*** Excerpted text ***

A robots.txt generator helps you build the robots exclusion protocol file that controls which pages search engine crawlers can access. Use it to block AI training bots, protect private paths, set crawl delays, and declare your sitemap location — all without writing the format by hand.
Preset Templates
User-Agent Rules
Global Directives
Specify canonical hostname (used by some crawlers)
robots.txt Preview
real-timeCommon AI Bot User-Agents
How to Use the Robots.txt Generator
The robots.txt generator lets you visually build a properly formatted robots exclusion file without memorizing syntax. Add user-agent rules, configure paths, and see the output in real time.
Step 1: Choose a Preset or Start Fresh
Start with a preset template to save time. Allow All creates an open wildcard rule. Block All prevents all crawlers from indexing any path. Block AI Bots adds specific Disallow: / rules for GPTBot, Claude-Web, CCBot, Google-Extended, and other AI training crawlers. Standard blocks common private directories. WordPress Default blocks admin, wp-json, and login paths.
Step 2: Add User-Agent Rules
Each rule targets a specific bot by its user-agent string. Use * to match all crawlers. For specific bots, enter their exact name (e.g., Googlebot, GPTBot). Use the presets dropdown to quickly select common bots. For each rule, add Disallow paths (paths crawlers cannot access) and Allow paths (exceptions within disallowed directories).
Step 3: Configure Crawl Delay
The optional Crawl-delay directive tells bots how many seconds to wait between requests. Google ignores this in favor of Search Console settings, but Bing and smaller crawlers do respect it. Values between 1 and 10 are common for servers under moderate load. Leave blank for no directive.
Step 4: Add Sitemap and Host
Always add your sitemap URL in the Global Directives section so all search engines can find it reliably. Format: https://example.com/sitemap.xml. The Host directive is optional and primarily used by Yandex to specify your canonical domain.
Step 5: Review Validation Warnings
The generator flags issues like conflicting Allow/Disallow rules for the same path, missing sitemaps, and empty user-agent blocks. Address warnings before deploying to avoid unexpected crawl behavior.

*** End of Excerpted text ***
*** Exercise data ***

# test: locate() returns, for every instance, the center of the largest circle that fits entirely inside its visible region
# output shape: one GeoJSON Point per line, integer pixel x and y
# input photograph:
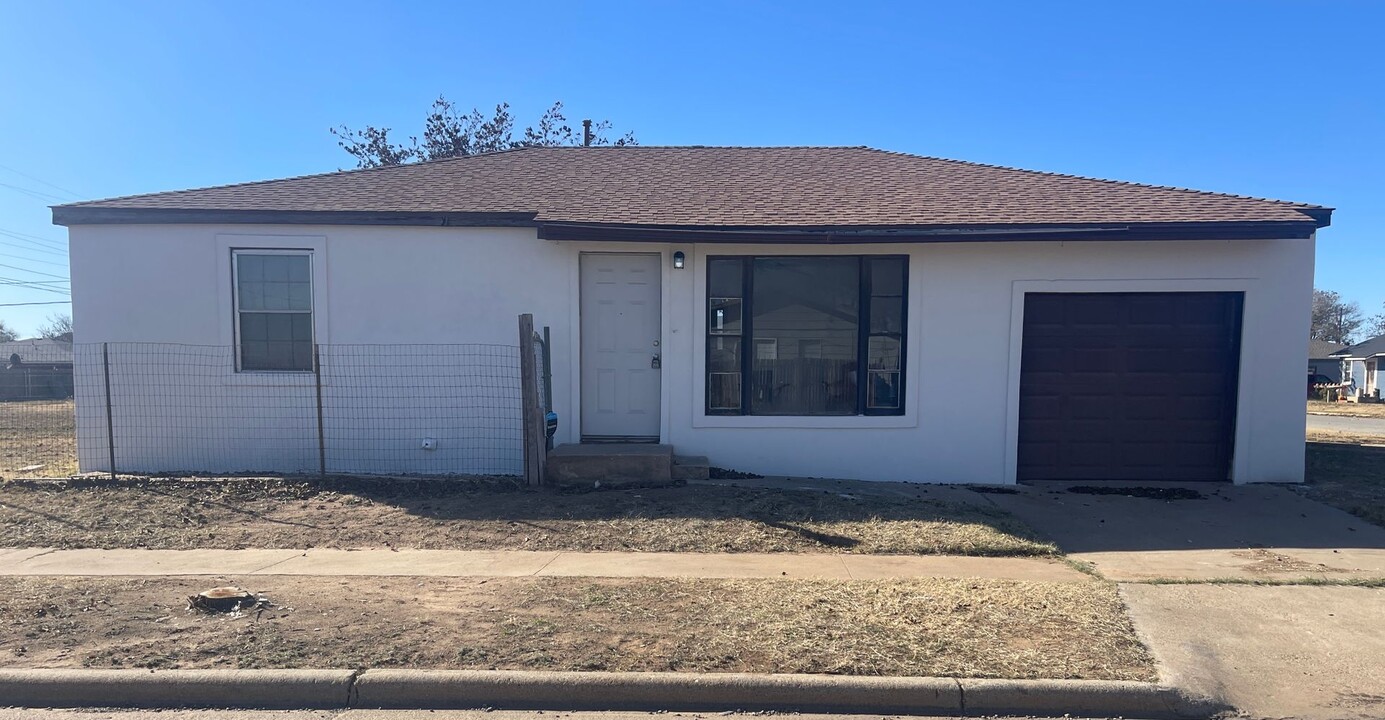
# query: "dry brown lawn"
{"type": "Point", "coordinates": [1348, 472]}
{"type": "Point", "coordinates": [460, 514]}
{"type": "Point", "coordinates": [1357, 410]}
{"type": "Point", "coordinates": [38, 432]}
{"type": "Point", "coordinates": [906, 627]}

*** End of Exercise data ***

• **Work order 1**
Please reproduce the section of the robots.txt generator guide from "A robots.txt generator" up to and including "by some crawlers)".
• **Work order 2**
According to the robots.txt generator guide, which search engine primarily uses the Host directive?
This data was drawn from a different source than the guide.

• **Written response 1**
A robots.txt generator helps you build the robots exclusion protocol file that controls which pages search engine crawlers can access. Use it to block AI training bots, protect private paths, set crawl delays, and declare your sitemap location — all without writing the format by hand.
Preset Templates
User-Agent Rules
Global Directives
Specify canonical hostname (used by some crawlers)

• **Written response 2**
Yandex